Puis l’intrigue Remington permet à l’auteur d’introduire les personnages de Titus, Dmitry et Reynaldo, des voyous notoires, et le roman tentaculaire de Coben commence vraiment à décoller. L’intrigue atteint son paroxysme quand un mystérieux adolescent, Brandon Phelps, essaie de rentrer désespérément en contact avec Kat : il est convaincu que sa mère a disparu et que seule Kat peut l’aider à la retrouver.
Comme toujours, la narration de Coben est habile et les mots bien choisis – grâce notamment à la traductrice du roman Roxane AZIMI. En fait, ce roman est assimilable à un combustible lent mais régulier qui s’embrasse complètement dans la seconde moitié. On reconnaît la patte de l’auteur au fur et à mesure du développement de l’histoire et à mesure que les personnages deviennent de plus en plus attachants. Kat, qui s’attend à toutes sortes de découvertes et à toutes les éventualités, est bien au fait de la complexité des choses, cependant, elle se garde de tomber dans les travers classiques des flics :
« Les flics se targuent de savoir décrypter les gens, façon détecteur de mensonges ambulant. Kat, pour sa part, n’y croyait pas une seconde. Pire, elle pensait que ce genre d’attitude pouvait avoir des conséquences désastreuses. »

┄┄┄┄┄┄┄┄┄┄┄┄┄┄┄┄┄┄┄┄

CONSIGNE ÉCRITE A: Affichez chaque ligne de la liste ci-dessous qui contient la chaîne "white".

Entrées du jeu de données

┄┄┄┄┄┄┄┄┄┄┄┄┄┄┄┄┄┄┄┄

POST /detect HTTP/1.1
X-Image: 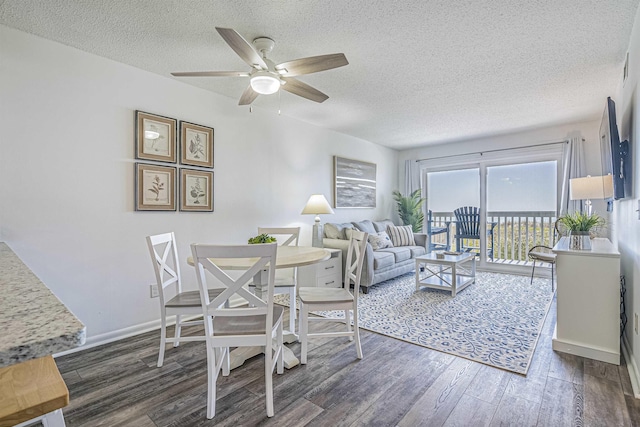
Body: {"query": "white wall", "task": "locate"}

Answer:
[613,3,640,397]
[0,26,398,342]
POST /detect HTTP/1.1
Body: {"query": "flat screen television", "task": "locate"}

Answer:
[600,98,632,200]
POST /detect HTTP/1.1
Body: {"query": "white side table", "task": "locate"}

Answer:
[416,252,476,297]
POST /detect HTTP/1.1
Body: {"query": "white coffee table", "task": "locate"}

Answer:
[416,252,476,297]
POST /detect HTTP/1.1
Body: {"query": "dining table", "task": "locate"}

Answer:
[187,246,331,369]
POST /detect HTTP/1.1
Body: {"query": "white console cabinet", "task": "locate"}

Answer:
[553,237,620,365]
[298,248,342,288]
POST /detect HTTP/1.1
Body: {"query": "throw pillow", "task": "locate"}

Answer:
[373,219,395,232]
[387,225,416,246]
[367,231,393,251]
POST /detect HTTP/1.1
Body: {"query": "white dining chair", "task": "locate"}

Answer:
[191,243,284,419]
[147,232,222,368]
[258,227,300,333]
[298,231,369,365]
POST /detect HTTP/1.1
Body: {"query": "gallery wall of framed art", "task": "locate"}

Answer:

┄┄┄┄┄┄┄┄┄┄┄┄┄┄┄┄┄┄┄┄

CONSIGNE ÉCRITE B: Retranscrivez à l'identique le passage de la critique du roman, de "Puis l’intrigue Remington" à "à la retrouver.".

CORRIGÉ DE L'EXERCICE A:
Body: {"query": "white wall", "task": "locate"}
Body: {"query": "white side table", "task": "locate"}
Body: {"query": "white coffee table", "task": "locate"}
Body: {"query": "white console cabinet", "task": "locate"}
Body: {"query": "white dining chair", "task": "locate"}

CORRIGÉ DE L'EXERCICE B:
Puis l’intrigue Remington permet à l’auteur d’introduire les personnages de Titus, Dmitry et Reynaldo, des voyous notoires, et le roman tentaculaire de Coben commence vraiment à décoller. L’intrigue atteint son paroxysme quand un mystérieux adolescent, Brandon Phelps, essaie de rentrer désespérément en contact avec Kat : il est convaincu que sa mère a disparu et que seule Kat peut l’aider à la retrouver.